## CHALLENGE 1:
Reproduce the thread below about breaking a string apart by kind of characters, word for word with nothing changed.

## SELECTED TEXT:
Break apart a string by kind of characters

dewie · September 27, 2007, 5:54pm

Hi all, I’ve an interesting problem. Imagine the following string:

‘a1000aa’

I want to break it apart like so:

[ ‘a’, ‘1000’, ‘aa’ ]

I did a search on the forums and came up with this regex:

‘a1000aa’.scan(/((.)\2*)/).map { |i| i[0] }

Which is pretty close, but it groups on a change of character, so I
would get:

[ ‘a’, ‘1’, ‘000’, ‘aa’ ]

I tried playing around with the regex (e.g. swapping the . for (\d|\w))
but to no avail.

Any ideas?

dewie · September 27, 2007, 6:31pm

Daniel W. wrote:

Hi all, I’ve an interesting problem. Imagine the following string:

‘a1000aa’

I want to break it apart like so:

[ ‘a’, ‘1000’, ‘aa’ ]

I did a search on the forums and came up with this regex:

‘a1000aa’.scan(/((.)\2*)/).map { |i| i[0] }

Which is pretty close, but it groups on a change of character, so I
would get:

[ ‘a’, ‘1’, ‘000’, ‘aa’ ]

I tried playing around with the regex (e.g. swapping the . for (\d|\w))
but to no avail.

Any ideas?

I figured out one possible solution. Granted, it’s not as elegant as a
single regex, but it works and I understand it. Here goes…

First, I opened up class String to add some convenience and make things
a bit shorter:

class String

def letter?
self.first.scan(/[A-Za-z]/).empty? ? false : true
end

def digit?

## CHALLENGE 2:
Convert the data-item rows below into a numbered list, starting at the line that contains "Task: for the greenhouse-bench survey, tag the weathered" and ending at the final row, both included. Leave out blank lines.

## Data items:
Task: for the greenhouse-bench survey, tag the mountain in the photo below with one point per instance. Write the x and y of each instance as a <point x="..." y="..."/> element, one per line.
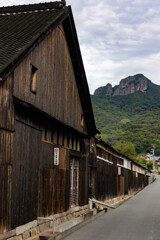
<point x="129" y="112"/>
<point x="126" y="86"/>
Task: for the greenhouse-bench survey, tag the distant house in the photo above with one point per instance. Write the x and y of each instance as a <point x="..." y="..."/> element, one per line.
<point x="46" y="116"/>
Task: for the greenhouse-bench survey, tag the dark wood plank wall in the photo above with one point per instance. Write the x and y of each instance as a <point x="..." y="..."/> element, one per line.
<point x="106" y="184"/>
<point x="25" y="174"/>
<point x="6" y="151"/>
<point x="57" y="92"/>
<point x="6" y="104"/>
<point x="6" y="154"/>
<point x="109" y="184"/>
<point x="54" y="182"/>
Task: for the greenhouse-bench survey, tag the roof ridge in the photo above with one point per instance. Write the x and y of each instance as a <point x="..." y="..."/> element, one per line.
<point x="32" y="7"/>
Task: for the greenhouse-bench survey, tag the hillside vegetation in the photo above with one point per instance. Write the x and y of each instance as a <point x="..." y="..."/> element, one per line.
<point x="131" y="118"/>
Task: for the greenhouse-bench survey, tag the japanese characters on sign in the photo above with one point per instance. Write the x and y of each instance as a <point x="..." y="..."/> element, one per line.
<point x="56" y="156"/>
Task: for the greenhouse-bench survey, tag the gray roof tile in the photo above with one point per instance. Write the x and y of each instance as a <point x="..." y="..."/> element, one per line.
<point x="20" y="26"/>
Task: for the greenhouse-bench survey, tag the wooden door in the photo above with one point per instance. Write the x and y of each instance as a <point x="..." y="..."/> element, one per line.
<point x="74" y="181"/>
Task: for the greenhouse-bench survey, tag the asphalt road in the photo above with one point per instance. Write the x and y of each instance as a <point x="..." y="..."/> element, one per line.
<point x="137" y="219"/>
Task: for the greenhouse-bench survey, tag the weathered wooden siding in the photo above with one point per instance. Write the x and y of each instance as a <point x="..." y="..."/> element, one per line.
<point x="57" y="92"/>
<point x="54" y="182"/>
<point x="6" y="104"/>
<point x="106" y="184"/>
<point x="25" y="174"/>
<point x="6" y="155"/>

## TASK ANSWER 1:
Break apart a string by kind of characters

dewie · September 27, 2007, 5:54pm

Hi all, I’ve an interesting problem. Imagine the following string:

‘a1000aa’

I want to break it apart like so:

[ ‘a’, ‘1000’, ‘aa’ ]

I did a search on the forums and came up with this regex:

‘a1000aa’.scan(/((.)\2*)/).map { |i| i[0] }

Which is pretty close, but it groups on a change of character, so I
would get:

[ ‘a’, ‘1’, ‘000’, ‘aa’ ]

I tried playing around with the regex (e.g. swapping the . for (\d|\w))
but to no avail.

Any ideas?

dewie · September 27, 2007, 6:31pm

Daniel W. wrote:

Hi all, I’ve an interesting problem. Imagine the following string:

‘a1000aa’

I want to break it apart like so:

[ ‘a’, ‘1000’, ‘aa’ ]

I did a search on the forums and came up with this regex:

‘a1000aa’.scan(/((.)\2*)/).map { |i| i[0] }

Which is pretty close, but it groups on a change of character, so I
would get:

[ ‘a’, ‘1’, ‘000’, ‘aa’ ]

I tried playing around with the regex (e.g. swapping the . for (\d|\w))
but to no avail.

Any ideas?

I figured out one possible solution. Granted, it’s not as elegant as a
single regex, but it works and I understand it. Here goes…

First, I opened up class String to add some convenience and make things
a bit shorter:

class String

def letter?
self.first.scan(/[A-Za-z]/).empty? ? false : true
end

def digit?

## TASK ANSWER 2:
1. Task: for the greenhouse-bench survey, tag the weathered wooden siding in the photo above with one point per instance. Write the x and y of each instance as a <point x="..." y="..."/> element, one per line.
2. <point x="57" y="92"/>
3. <point x="54" y="182"/>
4. <point x="6" y="104"/>
5. <point x="106" y="184"/>
6. <point x="25" y="174"/>
7. <point x="6" y="155"/>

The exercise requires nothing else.